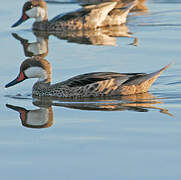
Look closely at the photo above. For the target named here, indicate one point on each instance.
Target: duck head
(34, 67)
(36, 9)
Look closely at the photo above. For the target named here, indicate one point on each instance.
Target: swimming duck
(88, 17)
(94, 84)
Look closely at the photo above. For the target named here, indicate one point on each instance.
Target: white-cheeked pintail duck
(96, 84)
(88, 17)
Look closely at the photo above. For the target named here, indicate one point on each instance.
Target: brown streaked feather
(89, 78)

++++++++++++++++++++

(WORK TASK): Make a word-for-word repeat of the material, skipping all pictures.

(SOLUTION FOR THIS PROBLEM):
Look closely at the photo above. For the target named here, indicate one point on each instance.
Target: duck head
(34, 67)
(36, 9)
Look closely at the photo above. For the target named here, indicate one point on each instance.
Target: swimming duck
(88, 17)
(94, 84)
Look closely at the photo above. For the target named here, indicate one point on each instance.
Target: white-cheeked pintail duck
(96, 84)
(88, 17)
Look closely at the photo above. For the target named here, indicate one point on each instance.
Target: brown streaked feather
(89, 78)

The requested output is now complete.